DATA FOR THIS TASK =>
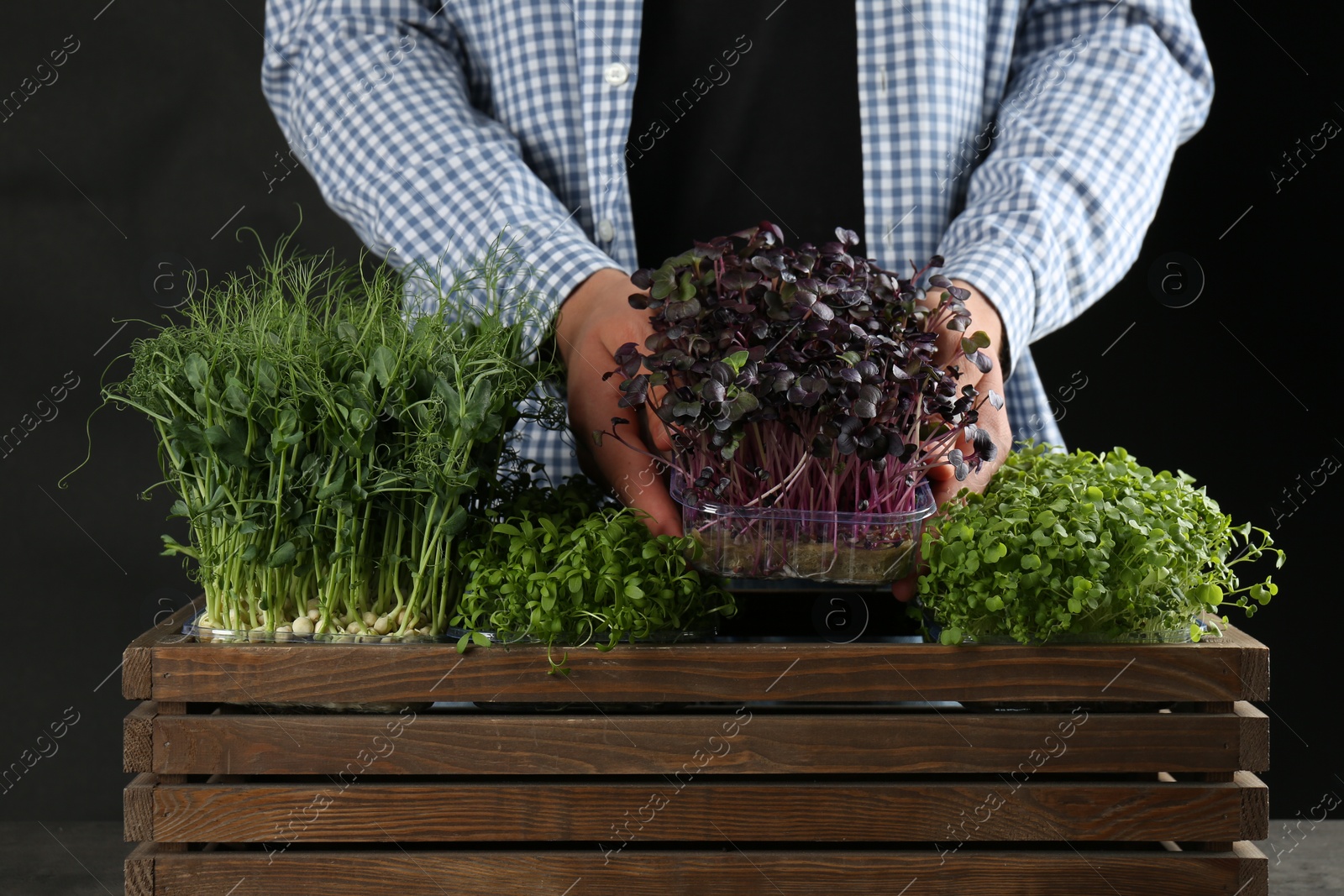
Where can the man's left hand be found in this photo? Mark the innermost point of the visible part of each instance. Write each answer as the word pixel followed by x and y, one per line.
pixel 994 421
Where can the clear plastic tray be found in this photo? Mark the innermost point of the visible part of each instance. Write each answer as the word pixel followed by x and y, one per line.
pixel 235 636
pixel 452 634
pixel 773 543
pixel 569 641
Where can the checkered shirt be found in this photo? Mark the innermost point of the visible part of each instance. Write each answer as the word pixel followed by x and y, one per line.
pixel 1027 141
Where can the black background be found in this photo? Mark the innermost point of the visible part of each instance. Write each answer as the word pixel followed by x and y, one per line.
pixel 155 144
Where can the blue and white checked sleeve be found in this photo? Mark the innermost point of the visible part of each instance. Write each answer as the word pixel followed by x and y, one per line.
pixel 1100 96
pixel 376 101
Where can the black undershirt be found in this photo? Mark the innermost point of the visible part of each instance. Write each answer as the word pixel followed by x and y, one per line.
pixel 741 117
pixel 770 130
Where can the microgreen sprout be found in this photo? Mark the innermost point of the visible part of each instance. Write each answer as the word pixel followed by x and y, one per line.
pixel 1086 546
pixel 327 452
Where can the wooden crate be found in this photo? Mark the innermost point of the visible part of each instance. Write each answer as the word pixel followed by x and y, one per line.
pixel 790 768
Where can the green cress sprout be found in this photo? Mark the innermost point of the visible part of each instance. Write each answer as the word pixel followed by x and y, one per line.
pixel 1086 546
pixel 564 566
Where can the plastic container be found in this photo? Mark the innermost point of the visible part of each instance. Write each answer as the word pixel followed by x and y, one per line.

PROBLEM DESCRIPTION => Can you repeat the material above word for word, starting at its very beginning and ending at the line that contains "pixel 376 101", with both ends included and any pictures left out?

RIGHT ANSWER =>
Where can the man's left hand be found in this photo? Mark the innermost point of the visible part of each instance. Write each answer as the word pixel followed by x and y, one per line.
pixel 994 421
Where can the clear plastic tray be found in this photo? Mark the innermost point of the visible part of each instance. Write each answer as the word pixel followed by x and y, one per line.
pixel 235 636
pixel 452 634
pixel 773 543
pixel 569 641
Where can the checkered shirt be found in this photo? Mark the innermost point of the visible part of each instance. Write each answer as the word pixel followed by x and y, one per line.
pixel 1027 141
Where can the black background be found in this photo? Mark the innermost point of the visible part of each instance. Write each answer as the word pixel followed by x and y, one per line.
pixel 155 144
Where can the blue and white checked sleeve be found in this photo? Mark the innermost point of the visible part of each instance. Write each answer as the word pixel followed by x and y, one per line.
pixel 1100 96
pixel 376 101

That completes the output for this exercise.